• [Required action] Using the entries below, transcribe exactly the line containing "Note: point to every instance of the rear" and each line that follows it to the end.

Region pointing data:
Segment Open

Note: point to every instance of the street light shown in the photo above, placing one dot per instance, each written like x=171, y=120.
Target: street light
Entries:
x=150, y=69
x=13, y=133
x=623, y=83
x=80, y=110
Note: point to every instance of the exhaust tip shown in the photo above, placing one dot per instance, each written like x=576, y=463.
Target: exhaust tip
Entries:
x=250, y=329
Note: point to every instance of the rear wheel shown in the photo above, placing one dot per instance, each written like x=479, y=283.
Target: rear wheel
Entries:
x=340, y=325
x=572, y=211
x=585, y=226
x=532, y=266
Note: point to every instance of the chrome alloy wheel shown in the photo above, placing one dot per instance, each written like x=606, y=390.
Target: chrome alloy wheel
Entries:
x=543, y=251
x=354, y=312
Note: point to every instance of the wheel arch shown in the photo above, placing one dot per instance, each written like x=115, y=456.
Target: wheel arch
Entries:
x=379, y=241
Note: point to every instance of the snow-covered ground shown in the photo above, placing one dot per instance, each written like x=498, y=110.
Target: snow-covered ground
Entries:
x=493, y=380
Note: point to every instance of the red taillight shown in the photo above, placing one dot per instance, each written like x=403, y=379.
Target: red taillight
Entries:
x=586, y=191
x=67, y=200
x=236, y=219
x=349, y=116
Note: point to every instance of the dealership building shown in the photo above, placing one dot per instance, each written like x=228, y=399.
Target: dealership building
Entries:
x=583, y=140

Segment Closed

• [Reply to the task]
Note: point to every instance of the rear wheel shown in the photo above, placing one dot per instance, each written like x=479, y=283.
Target: rear wheel
Entries:
x=340, y=325
x=572, y=211
x=585, y=226
x=532, y=266
Note: point to every instance of the chrome alloy wheel shown in the photo above, placing one dot per instance, each written like x=606, y=390.
Target: chrome alloy wheel
Entries:
x=543, y=251
x=354, y=312
Note: point to every instance of the wheel arch shown in the photo above, placing one dot per instance, each written like x=115, y=456.
Target: wheel arch
Entries:
x=379, y=241
Note: point to every instance of the snow-covered ground shown in the photo above, placing one dot per instance, each written like x=498, y=110.
Target: snow-covered ground
Entries:
x=493, y=380
Note: point to every instance of the red taillight shown in the photo above, placing one dot per instance, each written like x=403, y=379.
Target: red taillight
Entries:
x=586, y=191
x=67, y=200
x=236, y=219
x=349, y=116
Note: point to every instance of the dealership building shown in the photo above, placing one dot per instance, each written like x=228, y=399.
Target: dealership building
Entries:
x=583, y=140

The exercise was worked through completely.